• Exercise aim: Copy out the passage below about a single mother's first year raising her daughter, word for word from start to finish.

• Passage given:
--------

I survived my daughter's first year of life. Yes, me, not her. The challenges of child-rearing always present mental hurdles, especially as a single mom. I feel I can stand the test of time raising her on my own, as a certain security settles in my soul. She revolves my universe, even though I'm completely bound, trapped in the duties of motherhood, I'm still free and rhythmically attuned to her needs. No restrictive relationship, or cumbersome battles over what's best for her. I own the remote control and I sprawl between my sheets carefree. Loneliness seeps in from time to time, but nothing that cannot be abated, stomped out with busy schedules, child demands, friendly comaraderie, tasting groups, study rituals, and just good ol' "me" time over a glass of wine and cheese indulgence. Most of all, no distractions churn my thoughts in a downward spiral, no anxious doubts of "he likes me, he likes me not." No thumb twitching over anticipated texts or phonecalls.

--------

• Data:
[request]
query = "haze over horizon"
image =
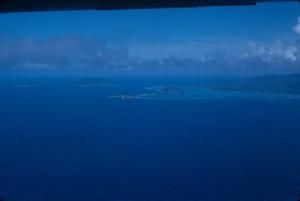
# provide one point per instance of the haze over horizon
(205, 41)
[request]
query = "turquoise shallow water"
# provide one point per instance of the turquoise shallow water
(64, 142)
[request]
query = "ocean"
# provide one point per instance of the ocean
(116, 141)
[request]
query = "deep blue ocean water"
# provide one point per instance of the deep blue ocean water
(77, 144)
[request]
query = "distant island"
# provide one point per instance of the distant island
(275, 84)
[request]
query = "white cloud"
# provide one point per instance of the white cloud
(296, 28)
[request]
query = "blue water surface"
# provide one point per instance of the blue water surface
(69, 143)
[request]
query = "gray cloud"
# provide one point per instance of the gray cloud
(296, 28)
(93, 55)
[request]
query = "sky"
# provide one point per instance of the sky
(195, 41)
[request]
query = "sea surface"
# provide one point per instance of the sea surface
(145, 140)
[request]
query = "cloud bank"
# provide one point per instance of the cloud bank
(296, 28)
(206, 56)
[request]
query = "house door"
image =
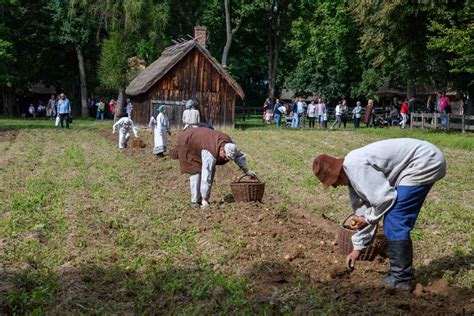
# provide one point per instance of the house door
(175, 111)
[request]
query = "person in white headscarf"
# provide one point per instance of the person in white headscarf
(162, 131)
(125, 125)
(199, 151)
(190, 115)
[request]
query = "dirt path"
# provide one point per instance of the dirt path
(277, 247)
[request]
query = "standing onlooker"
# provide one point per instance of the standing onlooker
(277, 113)
(125, 125)
(268, 104)
(404, 112)
(311, 113)
(32, 110)
(357, 114)
(162, 131)
(112, 105)
(191, 116)
(41, 109)
(394, 116)
(51, 107)
(344, 111)
(369, 117)
(321, 110)
(294, 109)
(301, 110)
(64, 110)
(338, 115)
(129, 107)
(100, 109)
(443, 108)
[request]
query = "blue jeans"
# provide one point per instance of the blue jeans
(277, 118)
(400, 220)
(294, 122)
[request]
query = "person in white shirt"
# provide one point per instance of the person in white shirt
(191, 116)
(321, 110)
(125, 125)
(387, 179)
(311, 114)
(338, 115)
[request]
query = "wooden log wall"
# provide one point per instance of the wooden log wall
(193, 77)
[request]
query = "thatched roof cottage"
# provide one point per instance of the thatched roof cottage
(186, 71)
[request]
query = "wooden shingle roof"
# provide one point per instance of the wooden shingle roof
(169, 58)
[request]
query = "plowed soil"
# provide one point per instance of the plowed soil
(285, 247)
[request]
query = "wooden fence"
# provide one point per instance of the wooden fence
(444, 121)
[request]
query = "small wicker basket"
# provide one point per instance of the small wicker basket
(247, 191)
(378, 244)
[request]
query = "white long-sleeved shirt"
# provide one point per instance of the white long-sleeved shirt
(125, 124)
(374, 172)
(191, 117)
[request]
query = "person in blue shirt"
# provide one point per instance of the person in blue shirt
(64, 109)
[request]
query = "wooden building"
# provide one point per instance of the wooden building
(186, 71)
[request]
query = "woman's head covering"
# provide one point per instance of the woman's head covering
(189, 104)
(231, 151)
(327, 169)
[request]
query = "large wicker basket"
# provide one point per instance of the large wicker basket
(378, 244)
(247, 191)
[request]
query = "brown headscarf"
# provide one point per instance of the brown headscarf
(327, 169)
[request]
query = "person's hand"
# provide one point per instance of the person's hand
(352, 258)
(359, 221)
(250, 173)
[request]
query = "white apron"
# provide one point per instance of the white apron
(161, 134)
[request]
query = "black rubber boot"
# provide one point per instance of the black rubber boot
(400, 253)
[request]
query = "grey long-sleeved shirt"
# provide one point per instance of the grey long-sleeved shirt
(374, 172)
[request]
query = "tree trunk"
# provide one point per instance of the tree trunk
(82, 75)
(119, 107)
(228, 31)
(410, 89)
(8, 100)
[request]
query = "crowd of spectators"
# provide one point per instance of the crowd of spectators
(295, 113)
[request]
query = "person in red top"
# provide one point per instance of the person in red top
(111, 109)
(404, 112)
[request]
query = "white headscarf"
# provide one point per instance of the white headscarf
(231, 151)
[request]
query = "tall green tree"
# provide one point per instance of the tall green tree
(325, 44)
(74, 31)
(136, 26)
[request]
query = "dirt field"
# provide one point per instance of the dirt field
(86, 228)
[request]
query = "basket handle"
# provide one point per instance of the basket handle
(345, 220)
(245, 175)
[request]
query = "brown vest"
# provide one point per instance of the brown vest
(192, 141)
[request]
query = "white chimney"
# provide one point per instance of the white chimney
(200, 34)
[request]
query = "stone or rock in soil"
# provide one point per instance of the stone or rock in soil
(439, 287)
(419, 290)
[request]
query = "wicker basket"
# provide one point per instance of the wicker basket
(174, 154)
(137, 143)
(247, 191)
(378, 244)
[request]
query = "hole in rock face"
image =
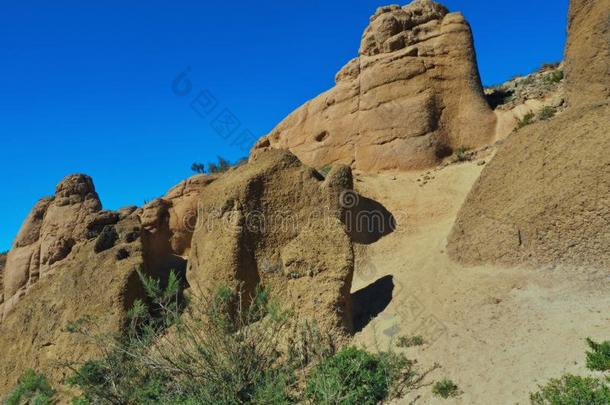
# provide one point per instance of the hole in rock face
(321, 136)
(371, 301)
(443, 151)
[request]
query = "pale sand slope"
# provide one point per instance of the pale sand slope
(502, 331)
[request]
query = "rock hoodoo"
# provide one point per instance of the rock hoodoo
(412, 95)
(544, 198)
(278, 223)
(67, 248)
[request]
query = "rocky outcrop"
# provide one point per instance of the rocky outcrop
(412, 95)
(67, 248)
(74, 215)
(101, 286)
(2, 265)
(277, 223)
(48, 235)
(543, 200)
(588, 52)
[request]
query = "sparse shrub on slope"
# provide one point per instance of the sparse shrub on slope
(445, 388)
(547, 113)
(598, 359)
(228, 349)
(354, 376)
(576, 390)
(527, 120)
(573, 390)
(32, 388)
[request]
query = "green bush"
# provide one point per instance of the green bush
(445, 388)
(554, 77)
(404, 341)
(226, 353)
(547, 113)
(461, 154)
(598, 359)
(527, 120)
(32, 388)
(354, 376)
(229, 348)
(573, 390)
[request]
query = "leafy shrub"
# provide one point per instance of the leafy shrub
(404, 341)
(227, 353)
(527, 120)
(445, 388)
(230, 348)
(547, 113)
(573, 390)
(554, 77)
(354, 376)
(32, 388)
(220, 166)
(598, 359)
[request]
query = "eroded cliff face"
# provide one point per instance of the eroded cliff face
(543, 200)
(277, 222)
(272, 221)
(410, 98)
(71, 259)
(588, 52)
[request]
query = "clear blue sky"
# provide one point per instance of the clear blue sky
(87, 86)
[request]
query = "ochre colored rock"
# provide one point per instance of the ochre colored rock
(277, 223)
(85, 284)
(48, 235)
(412, 95)
(588, 52)
(71, 259)
(544, 199)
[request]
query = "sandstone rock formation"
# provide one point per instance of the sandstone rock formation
(72, 259)
(544, 198)
(412, 95)
(99, 285)
(278, 222)
(588, 51)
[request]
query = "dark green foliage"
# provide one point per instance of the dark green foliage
(573, 390)
(445, 388)
(354, 376)
(547, 113)
(230, 349)
(405, 341)
(598, 359)
(228, 353)
(554, 77)
(220, 166)
(32, 388)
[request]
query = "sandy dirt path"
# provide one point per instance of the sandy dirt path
(496, 332)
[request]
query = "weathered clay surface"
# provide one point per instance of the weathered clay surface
(48, 235)
(412, 95)
(277, 223)
(588, 52)
(544, 198)
(72, 259)
(98, 285)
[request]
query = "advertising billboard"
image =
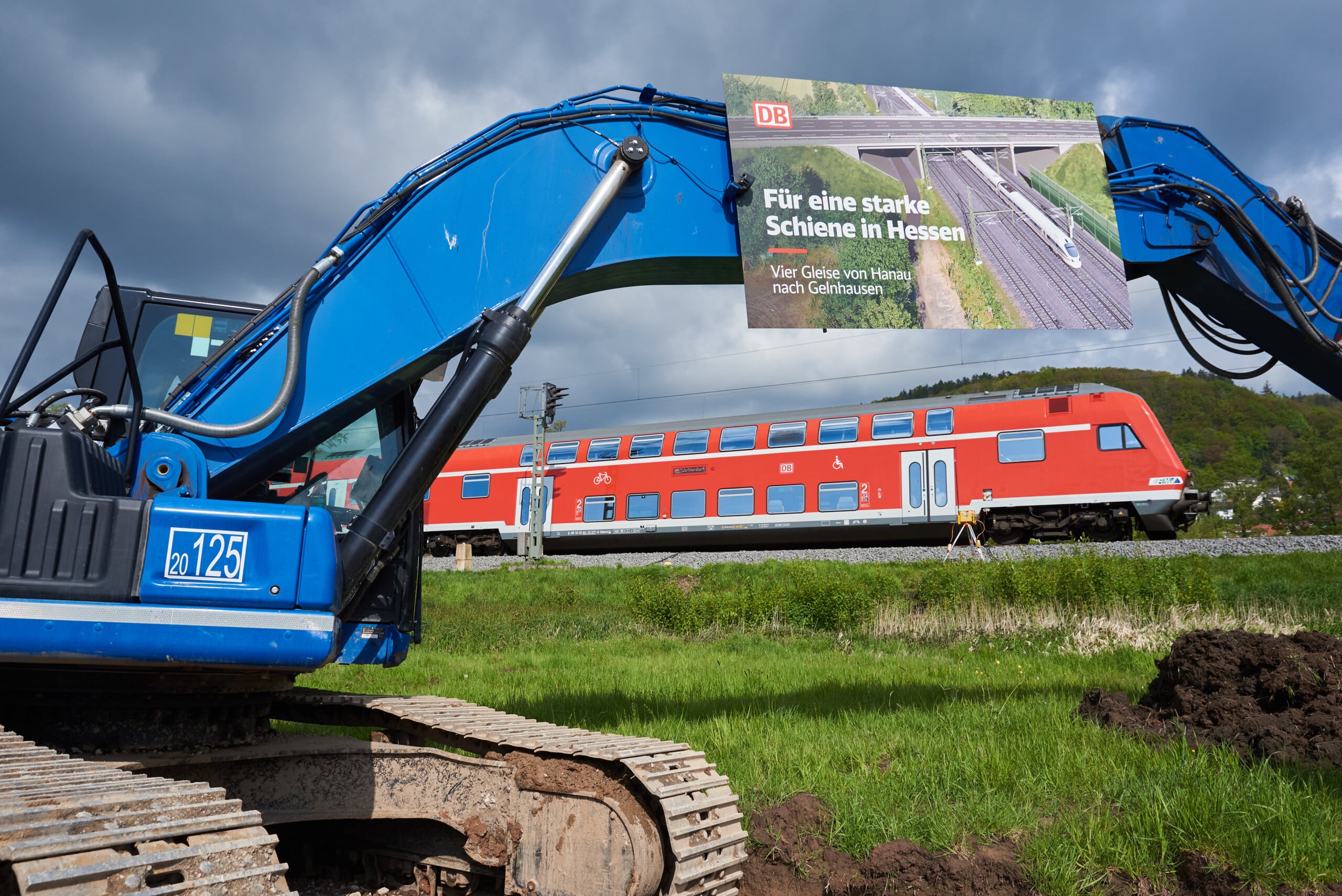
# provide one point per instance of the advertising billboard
(909, 208)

--------

• The completed task:
I survived my daughter's first year of life. Yes, me, not her. The challenges of child-rearing always present mental hurdles, especially as a single mom. I feel I can stand the test of time raising her on my own, as a certain security settles in my soul. She revolves my universe, even though I'm completely bound, trapped in the duties of motherhood, I'm still free and rhythmically attuned to her needs. No restrictive relationship, or cumbersome battles over what's best for her. I own the remote control and I sprawl between my sheets carefree. Loneliness seeps in from time to time, but nothing that cannot be abated, stomped out with busy schedules, child demands, friendly comaraderie, tasting groups, study rituals, and just good ol' "me" time over a glass of wine and cheese indulgence. Most of all, no distractions churn my thoughts in a downward spiral, no anxious doubts of "he likes me, he likes me not." No thumb twitching over anticipated texts or phonecalls.